***** Data listing
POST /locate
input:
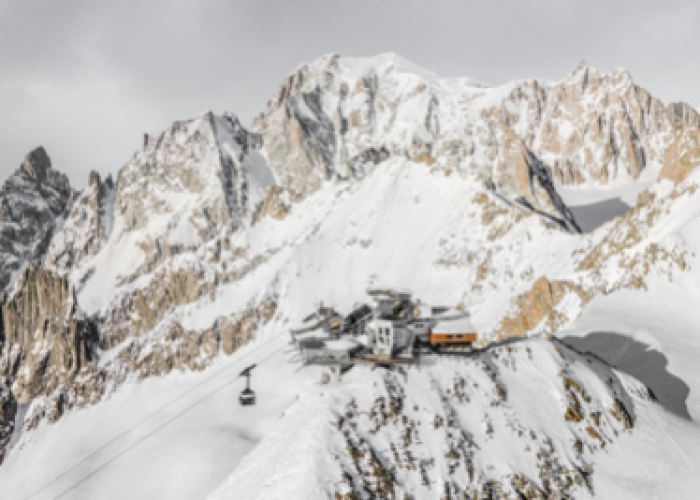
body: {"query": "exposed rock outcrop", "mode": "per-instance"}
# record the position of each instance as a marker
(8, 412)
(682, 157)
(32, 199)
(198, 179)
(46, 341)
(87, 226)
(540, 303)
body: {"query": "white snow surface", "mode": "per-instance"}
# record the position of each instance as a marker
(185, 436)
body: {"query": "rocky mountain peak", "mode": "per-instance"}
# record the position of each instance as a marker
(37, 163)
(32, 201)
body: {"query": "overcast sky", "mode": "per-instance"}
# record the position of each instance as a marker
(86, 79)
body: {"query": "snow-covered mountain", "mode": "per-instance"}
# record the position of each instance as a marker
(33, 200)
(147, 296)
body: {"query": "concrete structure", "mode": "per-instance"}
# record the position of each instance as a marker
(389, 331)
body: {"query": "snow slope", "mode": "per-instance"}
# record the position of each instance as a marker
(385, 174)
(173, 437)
**********
***** Data listing
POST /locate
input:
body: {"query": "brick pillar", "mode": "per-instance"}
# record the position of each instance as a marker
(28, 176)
**********
* **Goal**
Show every line above that contains the string "mode". Letter case must match.

* **Response for this exercise**
body: {"query": "exposed rock outcrop", "mode": "per-instance"}
body: {"query": "white snow surface", "mode": "per-instance"}
body: {"query": "rocky mountain peak", "mode": "per-instance"}
body: {"query": "overcast sky", "mode": "per-instance"}
body: {"query": "snow-covered mountain", "mode": "per-instance"}
body: {"query": "concrete structure", "mode": "per-instance"}
body: {"query": "snow slope", "mode": "per-instance"}
body: {"query": "brick pillar", "mode": "per-instance"}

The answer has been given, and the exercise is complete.